**Short task**
Copy out every line of the records below without changing anything.

--- START Material for this exercise ---

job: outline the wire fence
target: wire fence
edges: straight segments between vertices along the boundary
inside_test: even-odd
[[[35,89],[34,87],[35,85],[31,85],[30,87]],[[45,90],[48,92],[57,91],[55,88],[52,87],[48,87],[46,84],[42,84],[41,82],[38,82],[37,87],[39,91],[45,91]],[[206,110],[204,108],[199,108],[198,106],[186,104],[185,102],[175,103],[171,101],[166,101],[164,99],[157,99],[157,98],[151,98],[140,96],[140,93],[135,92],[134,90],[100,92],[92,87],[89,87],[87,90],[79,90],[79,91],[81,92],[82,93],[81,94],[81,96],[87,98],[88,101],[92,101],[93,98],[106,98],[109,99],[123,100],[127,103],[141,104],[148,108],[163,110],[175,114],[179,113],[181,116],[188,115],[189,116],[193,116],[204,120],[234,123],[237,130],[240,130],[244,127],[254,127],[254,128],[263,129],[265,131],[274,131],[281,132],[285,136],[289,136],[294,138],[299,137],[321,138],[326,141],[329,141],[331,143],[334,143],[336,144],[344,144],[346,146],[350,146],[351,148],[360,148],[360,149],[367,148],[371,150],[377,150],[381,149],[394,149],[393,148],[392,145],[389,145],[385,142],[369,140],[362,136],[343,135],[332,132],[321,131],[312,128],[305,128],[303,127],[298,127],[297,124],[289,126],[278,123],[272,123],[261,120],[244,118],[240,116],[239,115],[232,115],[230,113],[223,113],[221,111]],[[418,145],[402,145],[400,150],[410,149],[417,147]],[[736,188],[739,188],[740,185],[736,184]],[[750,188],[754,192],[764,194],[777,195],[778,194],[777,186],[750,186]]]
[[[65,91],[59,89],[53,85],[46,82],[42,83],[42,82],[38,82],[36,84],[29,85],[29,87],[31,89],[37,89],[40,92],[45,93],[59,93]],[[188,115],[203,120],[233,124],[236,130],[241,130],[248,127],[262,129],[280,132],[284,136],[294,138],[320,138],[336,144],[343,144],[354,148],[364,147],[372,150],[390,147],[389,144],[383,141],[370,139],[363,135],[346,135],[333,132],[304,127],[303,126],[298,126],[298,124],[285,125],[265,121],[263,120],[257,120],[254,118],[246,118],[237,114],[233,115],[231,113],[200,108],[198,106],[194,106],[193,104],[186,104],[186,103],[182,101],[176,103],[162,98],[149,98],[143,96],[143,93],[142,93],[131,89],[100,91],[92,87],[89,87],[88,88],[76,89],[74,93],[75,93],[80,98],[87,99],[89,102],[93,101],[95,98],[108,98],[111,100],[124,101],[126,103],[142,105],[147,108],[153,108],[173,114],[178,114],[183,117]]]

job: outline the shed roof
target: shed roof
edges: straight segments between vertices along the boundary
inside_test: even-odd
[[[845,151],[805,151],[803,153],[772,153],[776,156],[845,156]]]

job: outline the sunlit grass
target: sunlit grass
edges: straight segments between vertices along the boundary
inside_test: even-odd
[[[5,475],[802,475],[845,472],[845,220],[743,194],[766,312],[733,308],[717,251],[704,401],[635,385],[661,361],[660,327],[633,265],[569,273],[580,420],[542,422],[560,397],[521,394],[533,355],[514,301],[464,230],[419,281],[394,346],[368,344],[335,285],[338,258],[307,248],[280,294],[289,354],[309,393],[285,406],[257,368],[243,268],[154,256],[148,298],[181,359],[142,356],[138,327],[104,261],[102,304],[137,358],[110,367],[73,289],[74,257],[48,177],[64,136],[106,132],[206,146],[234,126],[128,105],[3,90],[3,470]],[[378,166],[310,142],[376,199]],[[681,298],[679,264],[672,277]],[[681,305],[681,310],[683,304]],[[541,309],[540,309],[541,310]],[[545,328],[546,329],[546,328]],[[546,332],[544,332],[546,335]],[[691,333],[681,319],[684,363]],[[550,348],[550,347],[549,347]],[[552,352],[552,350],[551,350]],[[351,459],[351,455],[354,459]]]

--- END Material for this exercise ---

**Solution for this problem**
job: outline the wire fence
target: wire fence
edges: straight segments between vertices along the boundary
inside_test: even-odd
[[[35,89],[34,87],[35,85],[31,85],[30,87]],[[45,90],[48,92],[57,91],[55,88],[52,87],[48,87],[46,84],[42,84],[41,82],[38,82],[37,87],[39,91],[45,91]],[[206,110],[204,108],[199,108],[198,106],[186,104],[185,102],[175,103],[171,101],[166,101],[164,99],[157,99],[157,98],[151,98],[140,96],[140,93],[135,92],[134,90],[100,92],[92,87],[89,87],[87,90],[79,90],[79,91],[81,92],[82,93],[81,94],[81,96],[87,98],[88,101],[92,101],[93,98],[106,98],[109,99],[123,100],[127,103],[141,104],[148,108],[163,110],[175,114],[179,113],[181,116],[188,115],[189,116],[193,116],[204,120],[234,123],[237,130],[240,130],[244,127],[254,127],[254,128],[263,129],[265,131],[274,131],[281,132],[285,136],[289,136],[294,138],[299,137],[321,138],[326,141],[329,141],[331,143],[334,143],[336,144],[344,144],[346,146],[350,146],[351,148],[360,148],[360,149],[367,148],[371,150],[377,150],[381,149],[394,149],[393,148],[392,145],[389,145],[385,142],[369,140],[362,136],[343,135],[332,132],[321,131],[312,128],[305,128],[303,127],[298,127],[297,124],[289,126],[278,123],[272,123],[261,120],[244,118],[240,116],[239,115],[232,115],[230,113],[223,113],[221,111]],[[418,145],[402,145],[400,150],[410,149],[417,147]],[[736,188],[739,188],[740,185],[736,184]],[[750,188],[754,192],[764,194],[777,195],[778,194],[777,186],[750,186]]]
[[[65,91],[59,89],[53,85],[46,82],[42,83],[42,82],[38,82],[36,84],[29,85],[29,87],[31,89],[37,89],[40,92],[45,93],[59,93]],[[188,115],[203,120],[233,124],[236,130],[241,130],[248,127],[262,129],[280,132],[284,136],[294,138],[320,138],[336,144],[343,144],[354,148],[364,147],[372,150],[390,147],[389,144],[383,141],[370,139],[363,135],[346,135],[333,132],[304,127],[303,126],[298,126],[298,124],[285,125],[265,121],[263,120],[257,120],[254,118],[246,118],[237,114],[233,115],[231,113],[200,108],[198,106],[194,106],[193,104],[186,104],[186,103],[182,101],[176,103],[162,98],[149,98],[143,96],[143,93],[142,93],[131,89],[100,91],[92,87],[89,87],[88,88],[76,89],[74,93],[75,93],[80,98],[87,99],[89,102],[93,101],[95,98],[108,98],[111,100],[124,101],[126,103],[142,105],[147,108],[153,108],[173,114],[178,114],[183,117]]]

job: outline the shed roof
target: shed roof
edges: straight segments between vertices along the boundary
inside_test: even-odd
[[[845,151],[805,151],[803,153],[772,153],[776,156],[845,156]]]

job: outline the sunlit grass
target: sunlit grass
edges: straight segments between vertices along the boundary
inside_test: even-odd
[[[5,475],[802,475],[845,472],[845,220],[743,194],[766,312],[733,308],[717,251],[704,401],[635,385],[661,361],[660,327],[633,265],[569,273],[580,420],[542,422],[560,397],[521,394],[533,355],[514,301],[464,230],[419,281],[394,346],[368,344],[335,285],[338,258],[307,248],[280,294],[289,354],[309,393],[285,406],[257,368],[243,268],[154,256],[148,298],[181,359],[142,356],[138,327],[104,261],[102,304],[137,358],[110,367],[73,289],[74,257],[48,177],[64,136],[106,132],[206,146],[234,126],[128,105],[3,90],[3,470]],[[378,166],[310,142],[376,199]],[[681,298],[679,264],[672,277]],[[681,305],[681,310],[683,304]],[[541,309],[540,309],[541,310]],[[545,328],[546,329],[546,328]],[[546,332],[544,332],[546,335]],[[691,333],[681,319],[684,363]],[[550,348],[550,347],[549,347]],[[552,352],[552,350],[551,350]],[[351,459],[351,455],[354,459]]]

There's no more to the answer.